Church in Møre og Romsdal, Norway

Sande Church (Sande kyrkje) is a parish church of the Church of Norway in Sande Municipality in Møre og Romsdal county, Norway. It is located in the village of Sande on the southern shore of the island of Sandsøya. It is the church for the Sande parish which is part of the Søre Sunnmøre prosti (deanery) in the Diocese of Møre. The white, wooden church was built in a long church design in 1880 using plans drawn up by the architect Jon Sefland. The Swiss chalet style church seats about 400 people.

==History==
The island of Sandsøya has been a church site since the Middle Ages, and the Sande farm was owned by a noble family at least as far back as 1329. The earliest existing historical records of the church date back to the year 1432, but the church was not new that year. The first church in Sande was a wooden stave church that had a long church design. It was possibly built during the 14th century. At some point during the 1500s or 1600s, the church was enlarged by adding a transept to the north and south of the nave which created a cruciform floor plan. A historical record from 1709 mentions a that it is a cruciform stave church with two towers, one above the center of the building and a smaller tower above the eastern cross arm. At that time, the choir measured 20x28 ft and the nave measured 44x28 ft. The transept (cross-arms) measured 20x20 ft each and there was also a 12x12 ft square church porch that served as the main entrance to the building.

In 1835, the old church was torn down. Soon after, a new church was built on the same site. The new building was a timber-framed long church that had a choir and sacristy on the east end and a church porch on the west end. The new church was consecrated on 6 November 1836. The church was heavily damaged during storms in 1863 and in 1874. After the 1874 storm, the parish leaders hired Jon Sefland from Nordfjordeid to repair the church again, but after studying the building, it was decided to tear down the old church. Sefland then designed and built a new church on the same site to replace the older one. The new church, designed similarly to the 1835 church, was completed in 1880. It was consecrated on 30 November 1880.

Items listed in a dataset:
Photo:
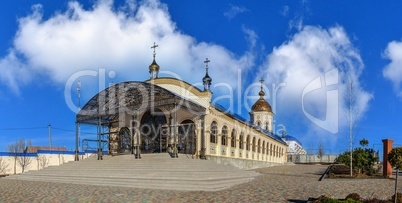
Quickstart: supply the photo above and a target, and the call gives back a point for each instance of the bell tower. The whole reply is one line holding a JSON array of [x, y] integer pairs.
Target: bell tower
[[261, 112], [206, 81]]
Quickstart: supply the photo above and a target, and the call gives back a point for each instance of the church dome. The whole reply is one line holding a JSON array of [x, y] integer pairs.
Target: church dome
[[154, 66], [261, 105]]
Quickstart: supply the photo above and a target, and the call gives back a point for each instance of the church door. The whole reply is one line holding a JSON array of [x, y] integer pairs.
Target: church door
[[187, 137], [152, 125], [124, 141]]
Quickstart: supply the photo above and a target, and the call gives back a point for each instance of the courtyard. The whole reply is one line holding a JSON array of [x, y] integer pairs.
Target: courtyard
[[289, 183]]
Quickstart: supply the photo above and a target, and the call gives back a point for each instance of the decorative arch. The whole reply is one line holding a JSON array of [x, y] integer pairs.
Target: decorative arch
[[214, 132]]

TASK REQUIREMENTS: Retype the Sande Church text word for word, starting at "In 1835, the" and ending at "30 November 1880.".

EXPECTED ANSWER:
In 1835, the old church was torn down. Soon after, a new church was built on the same site. The new building was a timber-framed long church that had a choir and sacristy on the east end and a church porch on the west end. The new church was consecrated on 6 November 1836. The church was heavily damaged during storms in 1863 and in 1874. After the 1874 storm, the parish leaders hired Jon Sefland from Nordfjordeid to repair the church again, but after studying the building, it was decided to tear down the old church. Sefland then designed and built a new church on the same site to replace the older one. The new church, designed similarly to the 1835 church, was completed in 1880. It was consecrated on 30 November 1880.